**Excerpt:**

Jörgen Windahl
- Country (sports): Sweden
- Residence: Helsingborg
- Born: 12 March 1963 (age 63) Danderyd, Sweden
- Height: 1.83 m (6 ft 0 in)
- Plays: Right-handed
- Prize money: $152,785

Singles
- Career record: 13–29
- Career titles: 0
- Highest ranking: No. 108 (10 August 1987)

Grand Slam singles results
- Wimbledon: 1R (1981, 1986)

Doubles
- Career record: 26–38
- Career titles: 1
- Highest ranking: No. 69 (26 June 1989)

Grand Slam doubles results
- Wimbledon: 1R (1981)

= Jörgen Windahl =

Swedish tennis player (born 1963)

Jörgen Windahl (born 12 March 1963) is a former professional tennis player from Sweden. (Note: Attributed to multiple references:)

==Career==
Windahl was the Boys' Singles Champion at the 1981 Australian Open, the first Swede to win the junior title. He defeated Pat Cash in the final. In Wimbledon later that year, he played in both the men's doubles and singles, but wasn't able to make it past the first round in either. He lost to Ángel Giménez in the singles and with his partner Robert Booth was defeated in five set by Scott McCain and Steve Meister in the doubles.

As a singles player he reached the quarter-finals at Metz in 1986 and was a semi-finalist in Madrid the following year. He again competed at Wimbledon in 1987 but lost in the opening round to American qualifier Ken Flach.

He was more successful on the doubles circuit, winning his first career title in the 1986 Geneva Open. The Swede was also a doubles finalist at Bologna in 1989 and doubles semi-finals at both Boston and Tel Aviv in 1986 and again in the 1989 Madrid Tennis Grand Prix.

**Job:** Reproduce word for word the part of the Jörgen Windahl profile that starts at the words "Grand Slam singles" and ends after the words "Wimbledon: 1R (1981)".

**Available data:**
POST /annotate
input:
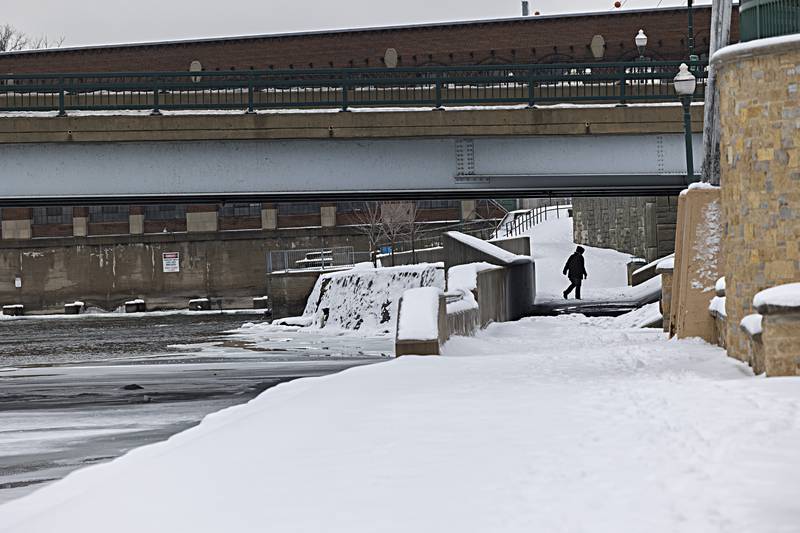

**Answer to the problem:**
Grand Slam singles results
- Wimbledon: 1R (1981, 1986)

Doubles
- Career record: 26–38
- Career titles: 1
- Highest ranking: No. 69 (26 June 1989)

Grand Slam doubles results
- Wimbledon: 1R (1981)